## WORK TO BE COMPLETED:
Reproduce the records below verbatim, preserving every line and its order.

═══ DATA EXCERPTS

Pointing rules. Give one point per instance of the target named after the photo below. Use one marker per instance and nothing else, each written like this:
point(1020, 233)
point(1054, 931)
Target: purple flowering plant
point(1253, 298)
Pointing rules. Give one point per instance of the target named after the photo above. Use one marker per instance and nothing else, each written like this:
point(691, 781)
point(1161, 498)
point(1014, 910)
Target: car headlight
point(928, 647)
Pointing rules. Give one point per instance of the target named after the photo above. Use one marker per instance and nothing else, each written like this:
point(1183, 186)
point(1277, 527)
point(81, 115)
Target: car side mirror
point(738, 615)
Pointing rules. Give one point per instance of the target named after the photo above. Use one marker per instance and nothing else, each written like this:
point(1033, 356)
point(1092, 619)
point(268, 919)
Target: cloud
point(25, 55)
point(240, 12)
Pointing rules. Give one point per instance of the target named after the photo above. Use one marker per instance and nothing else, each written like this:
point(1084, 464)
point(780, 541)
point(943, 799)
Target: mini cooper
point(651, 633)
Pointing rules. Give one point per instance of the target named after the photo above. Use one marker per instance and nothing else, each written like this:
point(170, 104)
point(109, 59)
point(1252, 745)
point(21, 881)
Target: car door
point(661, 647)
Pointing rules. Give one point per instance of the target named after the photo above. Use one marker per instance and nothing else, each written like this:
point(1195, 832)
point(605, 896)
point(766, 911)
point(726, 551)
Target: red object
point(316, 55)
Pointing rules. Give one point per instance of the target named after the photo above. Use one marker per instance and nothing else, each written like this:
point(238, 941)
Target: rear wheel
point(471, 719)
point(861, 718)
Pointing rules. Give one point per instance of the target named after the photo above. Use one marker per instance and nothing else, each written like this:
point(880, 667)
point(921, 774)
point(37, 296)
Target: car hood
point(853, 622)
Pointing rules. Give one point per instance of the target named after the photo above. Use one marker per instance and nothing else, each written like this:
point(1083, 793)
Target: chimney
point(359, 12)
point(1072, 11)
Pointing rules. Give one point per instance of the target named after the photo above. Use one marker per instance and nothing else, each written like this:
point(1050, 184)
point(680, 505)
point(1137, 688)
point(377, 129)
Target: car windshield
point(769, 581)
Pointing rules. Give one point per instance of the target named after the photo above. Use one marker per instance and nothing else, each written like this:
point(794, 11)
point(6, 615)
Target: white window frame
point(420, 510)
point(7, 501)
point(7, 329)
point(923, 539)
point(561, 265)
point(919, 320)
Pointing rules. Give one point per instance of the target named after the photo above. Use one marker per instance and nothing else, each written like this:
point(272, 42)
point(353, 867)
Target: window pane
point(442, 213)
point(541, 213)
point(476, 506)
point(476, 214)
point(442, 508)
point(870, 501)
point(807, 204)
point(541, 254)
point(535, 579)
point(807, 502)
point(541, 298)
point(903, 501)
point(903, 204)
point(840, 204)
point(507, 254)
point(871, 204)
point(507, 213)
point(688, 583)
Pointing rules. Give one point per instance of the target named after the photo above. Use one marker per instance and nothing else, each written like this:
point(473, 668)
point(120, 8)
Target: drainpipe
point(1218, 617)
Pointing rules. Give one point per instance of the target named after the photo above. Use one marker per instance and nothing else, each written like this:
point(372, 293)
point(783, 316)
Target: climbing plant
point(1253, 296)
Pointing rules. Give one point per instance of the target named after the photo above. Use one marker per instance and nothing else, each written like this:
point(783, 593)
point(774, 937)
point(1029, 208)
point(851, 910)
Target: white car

══════

## SOLUTION TO THE EXERCISE:
Pointing rules. Give one point per instance of the target named after the photo below. Use one marker per instance and nothing else, each written like this:
point(1020, 233)
point(1054, 931)
Target: purple flowering plant
point(1253, 298)
Pointing rules. Give one point per instance of the target named after the photo above. Use one marker per instance and nothing else, each written like this:
point(691, 781)
point(1161, 498)
point(1014, 910)
Target: car headlight
point(928, 647)
Pointing rules. Give one point per instance of the target named after the photo above. Use one marker per instance and nothing else, each written like this:
point(1183, 186)
point(1277, 527)
point(81, 115)
Target: car side mirror
point(738, 615)
Pointing rules. Give one point per instance of the target named after the photo above. Use one marker per instance and nothing else, each written like this:
point(1033, 356)
point(1092, 619)
point(268, 919)
Target: cloud
point(25, 55)
point(240, 12)
Pointing rules. Give one point per instance of the target named after the photo above. Use one marker per instance and nothing else, each written like this:
point(1084, 464)
point(780, 541)
point(943, 799)
Target: mini cooper
point(651, 633)
Pointing rules. Give one point per instance of the target named after the photo above. Use one marker per instance and nothing else, each written like this:
point(170, 104)
point(109, 59)
point(1252, 745)
point(21, 881)
Target: car door
point(661, 647)
Pointing rules. Give one point per instance of the target named after the photo above. Use one marker per instance and nothing else, each written like this:
point(1195, 832)
point(605, 896)
point(766, 911)
point(726, 551)
Target: red object
point(316, 55)
Pointing rules. Give one point per instance of the target named after the photo above. Use one marker per instance and nothing else, each written like this:
point(238, 941)
Target: rear wheel
point(471, 719)
point(861, 718)
Pointing rules. Give one point per instance of the target named after the photo above. Use one marker per instance and nothing else, each written like this:
point(880, 667)
point(921, 774)
point(37, 296)
Target: car hood
point(853, 622)
Pointing rules. Give one point per instance of the target named after the photo above. Use one marker per instance and nothing else, each written like this:
point(1083, 793)
Target: chimney
point(359, 12)
point(1072, 11)
Pointing rules. Give one point per instance of the target named after the photo above. Use one marker per instance and nothing else, each written like this:
point(1050, 184)
point(680, 505)
point(1137, 688)
point(377, 129)
Target: car windshield
point(769, 581)
Pointing rules. Give one point per instance of the target named after the photo above. Use one marker per instance and nothing else, each written like this:
point(794, 11)
point(6, 615)
Target: white window frame
point(420, 510)
point(7, 501)
point(7, 329)
point(923, 539)
point(561, 265)
point(919, 320)
Pointing rules. Give one point per instance of the target named after the photo above. Use one marker per instance and nothing else, each written like this:
point(272, 42)
point(353, 867)
Target: window pane
point(442, 213)
point(541, 213)
point(476, 506)
point(476, 214)
point(442, 508)
point(870, 501)
point(807, 204)
point(541, 254)
point(535, 579)
point(807, 502)
point(541, 298)
point(903, 501)
point(903, 204)
point(840, 204)
point(507, 254)
point(871, 204)
point(507, 213)
point(688, 583)
Pointing rules. Give one point per instance of the target named after the photo above. Use one marker per instance and nothing else, each written like this:
point(473, 668)
point(120, 8)
Target: drainpipe
point(1218, 617)
Pointing rules. Give one point per instance of the target named after the photo above. Use one marker per instance and nothing else, each written like this:
point(372, 293)
point(783, 316)
Target: climbing plant
point(1253, 296)
Pointing rules. Give one point per instance of the target named after the photo above. Use one marker per instance and nothing else, each written like this:
point(783, 593)
point(774, 937)
point(1029, 208)
point(851, 910)
Target: white car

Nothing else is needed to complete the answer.